*Task requirements*:
Although the entries contain pictures, your copy should hold only their exact text.

*The input*:

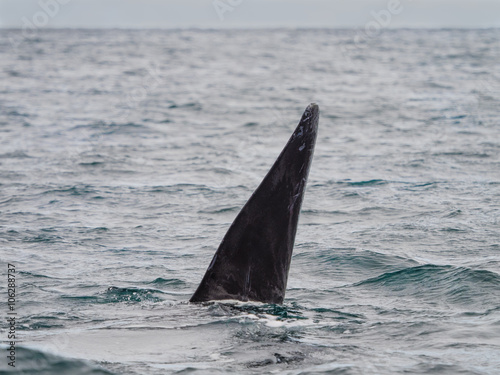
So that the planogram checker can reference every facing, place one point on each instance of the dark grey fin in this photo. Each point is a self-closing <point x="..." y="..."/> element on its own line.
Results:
<point x="253" y="259"/>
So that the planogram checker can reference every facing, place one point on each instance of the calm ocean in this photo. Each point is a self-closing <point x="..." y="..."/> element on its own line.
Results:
<point x="126" y="154"/>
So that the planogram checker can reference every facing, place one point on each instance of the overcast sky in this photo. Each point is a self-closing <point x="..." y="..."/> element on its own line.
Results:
<point x="248" y="13"/>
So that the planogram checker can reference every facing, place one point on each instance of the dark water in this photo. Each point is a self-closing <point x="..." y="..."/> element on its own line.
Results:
<point x="125" y="155"/>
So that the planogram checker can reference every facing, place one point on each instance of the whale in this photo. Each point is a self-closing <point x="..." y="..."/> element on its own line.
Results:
<point x="253" y="260"/>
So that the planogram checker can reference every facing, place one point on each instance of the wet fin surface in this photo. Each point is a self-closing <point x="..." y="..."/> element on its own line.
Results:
<point x="253" y="259"/>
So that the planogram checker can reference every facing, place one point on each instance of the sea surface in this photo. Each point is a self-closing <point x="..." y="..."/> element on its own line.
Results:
<point x="126" y="154"/>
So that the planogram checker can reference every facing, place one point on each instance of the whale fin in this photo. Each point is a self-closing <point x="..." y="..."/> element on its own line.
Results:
<point x="253" y="259"/>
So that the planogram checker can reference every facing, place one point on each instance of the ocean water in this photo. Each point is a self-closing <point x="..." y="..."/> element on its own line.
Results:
<point x="125" y="155"/>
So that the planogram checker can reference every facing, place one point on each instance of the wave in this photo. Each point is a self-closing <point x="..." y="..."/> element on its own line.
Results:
<point x="31" y="361"/>
<point x="452" y="284"/>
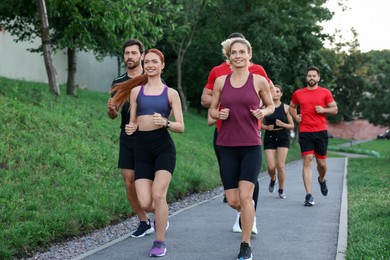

*Problem solution*:
So that the planogram checker can reference every facing, place one point on each instance of the dark grey fin in this photo. Each point is a self-closing <point x="..." y="..."/> element on its own line.
Results:
<point x="253" y="259"/>
So that the planogram checker can reference every facing, place one point on each instance of the calm ocean in this photo. Each point is a self-closing <point x="..." y="..."/> element on its own line.
Results:
<point x="126" y="154"/>
So that the planogram checker can reference every facing, place one point on each instance of the overcast sky in this photo. Each point is a self-closing <point x="..." y="..."/> element on its own line.
Results:
<point x="248" y="13"/>
So that the planogram checker can reference every facing, place one point on each instance of the dark water in this photo. Each point is a self-closing <point x="..." y="..."/> element on its own line.
Results:
<point x="125" y="155"/>
So that the planogram checker can reference every facing, place one point on each instance of the whale in this photo. Each point is a self-closing <point x="..." y="..."/> element on its own line.
Results:
<point x="253" y="260"/>
So that the planogram checker can reference every facing, place one point on each instance of the wet fin surface in this photo. Each point is a self-closing <point x="..." y="..."/> element on its own line.
Results:
<point x="253" y="259"/>
So that the planogram checker can reference every facing, place one point on each instance of the sea surface in this photo. Each point is a self-closing <point x="..." y="..."/> element on its own line.
Results:
<point x="126" y="154"/>
So that the planogram checker can reference every facing, place one point on each instance of the whale fin in this photo. Each point is a self-closing <point x="..." y="..."/> element on its own line.
Results:
<point x="253" y="259"/>
So that the planogram checker can reference every facing, place one point on each instance of the ocean water in this photo. Each point is a self-closing <point x="..." y="..."/> element on its own line.
Results:
<point x="125" y="155"/>
So that the planogram checker can reference every facing, place one point on each instance of the wave in this photo. Each point is a self-closing <point x="..." y="..."/> element on its own line.
Results:
<point x="31" y="361"/>
<point x="452" y="284"/>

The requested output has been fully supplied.